Object outline annotations:
··········

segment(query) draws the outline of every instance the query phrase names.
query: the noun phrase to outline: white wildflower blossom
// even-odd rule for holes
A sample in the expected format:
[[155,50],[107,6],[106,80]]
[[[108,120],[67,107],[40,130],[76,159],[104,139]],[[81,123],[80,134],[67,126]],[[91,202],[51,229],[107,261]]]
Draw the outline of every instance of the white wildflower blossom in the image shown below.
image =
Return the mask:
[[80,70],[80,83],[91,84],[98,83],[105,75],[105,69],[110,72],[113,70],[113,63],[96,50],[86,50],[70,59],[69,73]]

··········

What you need to do: Copy out every line of the material above, requests included, scaling each coordinate in the answers by 0.3 and rounding to whole numbers, with halves rounded up. Leave the numbers in the requests and their format samples as they are.

Exercise response:
segment(query) draws the outline of every instance the query phrase names.
query: the noun phrase to outline: white wildflower blossom
// even-odd rule for holes
A sample in the expected format:
[[155,50],[107,6],[106,80]]
[[[108,120],[67,107],[40,130],[76,159],[104,139]],[[81,123],[80,134],[67,126]],[[91,202],[51,229],[107,261]]]
Draw the outline of every instance of the white wildflower blossom in the image shown below.
image =
Return the mask:
[[24,21],[24,25],[27,25],[29,25],[32,23],[32,21],[33,22],[34,21],[34,19],[29,15],[26,15],[21,18],[21,22]]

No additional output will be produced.